- MATERIAL PROVIDED -

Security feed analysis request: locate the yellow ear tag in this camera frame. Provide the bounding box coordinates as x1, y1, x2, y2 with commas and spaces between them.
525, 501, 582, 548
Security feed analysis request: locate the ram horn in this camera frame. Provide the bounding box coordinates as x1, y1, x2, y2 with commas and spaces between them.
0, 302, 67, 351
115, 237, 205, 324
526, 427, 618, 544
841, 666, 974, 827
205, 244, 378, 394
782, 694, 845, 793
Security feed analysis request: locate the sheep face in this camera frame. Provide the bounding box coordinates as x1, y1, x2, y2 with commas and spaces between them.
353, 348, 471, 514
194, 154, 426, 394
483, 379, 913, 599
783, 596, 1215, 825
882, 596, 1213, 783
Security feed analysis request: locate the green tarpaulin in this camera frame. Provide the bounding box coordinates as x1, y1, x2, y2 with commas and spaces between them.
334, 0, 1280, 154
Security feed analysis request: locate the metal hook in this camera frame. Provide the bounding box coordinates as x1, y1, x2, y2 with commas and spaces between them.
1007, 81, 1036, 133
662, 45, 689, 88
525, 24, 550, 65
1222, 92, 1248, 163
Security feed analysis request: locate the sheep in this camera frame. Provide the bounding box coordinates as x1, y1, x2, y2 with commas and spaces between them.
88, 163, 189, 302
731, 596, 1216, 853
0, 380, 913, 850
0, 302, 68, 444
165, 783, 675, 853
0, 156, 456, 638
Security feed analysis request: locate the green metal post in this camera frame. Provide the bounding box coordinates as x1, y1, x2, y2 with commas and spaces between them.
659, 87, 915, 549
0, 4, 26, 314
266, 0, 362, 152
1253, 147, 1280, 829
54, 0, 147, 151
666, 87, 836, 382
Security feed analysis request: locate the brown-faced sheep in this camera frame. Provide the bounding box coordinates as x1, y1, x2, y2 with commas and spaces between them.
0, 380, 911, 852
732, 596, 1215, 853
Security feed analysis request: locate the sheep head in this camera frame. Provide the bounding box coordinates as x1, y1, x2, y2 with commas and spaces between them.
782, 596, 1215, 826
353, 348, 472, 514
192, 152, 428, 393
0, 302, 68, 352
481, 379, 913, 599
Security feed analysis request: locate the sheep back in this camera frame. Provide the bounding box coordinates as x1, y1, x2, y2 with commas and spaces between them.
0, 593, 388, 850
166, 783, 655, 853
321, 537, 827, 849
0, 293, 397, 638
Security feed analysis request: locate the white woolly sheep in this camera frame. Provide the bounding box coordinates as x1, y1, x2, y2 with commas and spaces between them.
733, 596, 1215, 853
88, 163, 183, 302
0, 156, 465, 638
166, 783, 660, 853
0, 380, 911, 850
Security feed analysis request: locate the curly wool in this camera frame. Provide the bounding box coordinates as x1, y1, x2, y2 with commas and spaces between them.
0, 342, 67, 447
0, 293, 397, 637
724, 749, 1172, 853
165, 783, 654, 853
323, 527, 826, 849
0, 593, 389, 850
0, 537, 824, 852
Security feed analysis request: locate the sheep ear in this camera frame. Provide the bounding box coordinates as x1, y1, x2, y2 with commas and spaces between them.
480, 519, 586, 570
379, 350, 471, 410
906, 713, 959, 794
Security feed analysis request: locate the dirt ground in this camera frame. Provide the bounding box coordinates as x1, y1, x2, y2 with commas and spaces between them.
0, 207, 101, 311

- INSTRUCTIONS TO FOLLOW -
Rewrite all of the rows above, replacing "camera frame" with "video frame" and leaving everything else unchanged.

- WRITTEN SOLUTION -
Security feed analysis request: locate the yellow ear tag in this video frame. Provide the bounding box coordinates as x1, y1, x2, y2 with commas and spaces between them.
525, 501, 582, 548
Security feed analysis request: locate the ram horn in this video frame. Provide the bounding box coordinates as x1, y1, x2, y2 with commas and spaces between them.
0, 302, 67, 351
115, 237, 205, 324
526, 427, 618, 544
841, 666, 974, 827
205, 244, 378, 394
782, 694, 845, 793
Security feed analysis request: locate the sheep face in this video frame. Provide the bounding box coordinates as x1, y1, x2, y2 with commas and spaces between them.
353, 348, 471, 514
194, 154, 426, 394
483, 379, 913, 599
783, 596, 1215, 825
882, 596, 1213, 783
Security feed analysis request: locate the green tarpaulin in this video frame. Provide the bounding box coordinates as x1, y1, x2, y2 with commas and spaces between them.
334, 0, 1280, 154
Security feed analysis request: locate the metal hook in this video frame. Provide the bounding box coordinates as x1, y1, x2, y2 with commas and spaces between them.
1007, 81, 1036, 133
662, 45, 689, 88
525, 24, 550, 65
1222, 92, 1248, 163
Security feed analysis request: locate the sheep in this video frame. Provide the bounding box coordinates as x1, y1, x2, y2 with commas and spaces between them.
88, 163, 189, 302
731, 596, 1216, 853
0, 380, 913, 850
0, 302, 68, 444
165, 783, 675, 853
0, 156, 456, 638
Security feed analysis request: locate the green metal post in this video frame. Provide the bounding box coordinates as x1, y1, x2, y2 with commas and spaces between them.
659, 87, 915, 549
0, 4, 26, 314
266, 0, 362, 152
1253, 147, 1280, 829
54, 0, 147, 151
666, 87, 836, 382
Security feed analysis request: locate the brown-faced sheep in this video frame. Provide the bounding box coordinates as x1, y1, x2, y2 with commas and spaces between them.
0, 380, 911, 852
732, 596, 1215, 853
Security feed analysis request: locate the sheep head in this video frame. Provide the bounding box coordinates as x1, y1, x2, y2 with commas and spaces between them.
782, 596, 1215, 826
353, 348, 472, 514
192, 152, 428, 393
0, 302, 68, 352
481, 379, 913, 599
Security feed analysis request: locate the sheep back in this video frame. Provide the bounding box coordinates as x1, y1, x2, y2 with commas and spaces between them.
0, 593, 388, 850
166, 783, 655, 853
321, 537, 827, 849
0, 293, 397, 638
Security feed analysis request: locate the white woolly sheep in this video frame. Provide the bounding box coordinates as x1, y1, x2, y2 with commas and spaces between them.
733, 596, 1215, 853
88, 163, 183, 302
0, 156, 465, 638
166, 783, 660, 853
0, 380, 911, 850
Security feed analysis request: locate the curly wool in this video frame. Provide the bounding box coordinates as x1, y1, x2, y2 with commas and spaces between them.
0, 342, 67, 447
0, 293, 397, 637
724, 749, 1172, 853
165, 783, 654, 853
323, 527, 826, 849
0, 593, 389, 850
0, 537, 824, 852
Security feed analysis request: locate the sheep ear in this video frame. Provide the bounding box coordinates as x1, y1, x2, y2 with commas and spaces between them.
480, 519, 586, 570
379, 350, 471, 410
906, 713, 959, 794
Security feed analysis request: locate the dirt ground in this video frame. Provide the bounding box coordinates as x1, y1, x2, y2 with commas and spaces between them.
0, 207, 101, 311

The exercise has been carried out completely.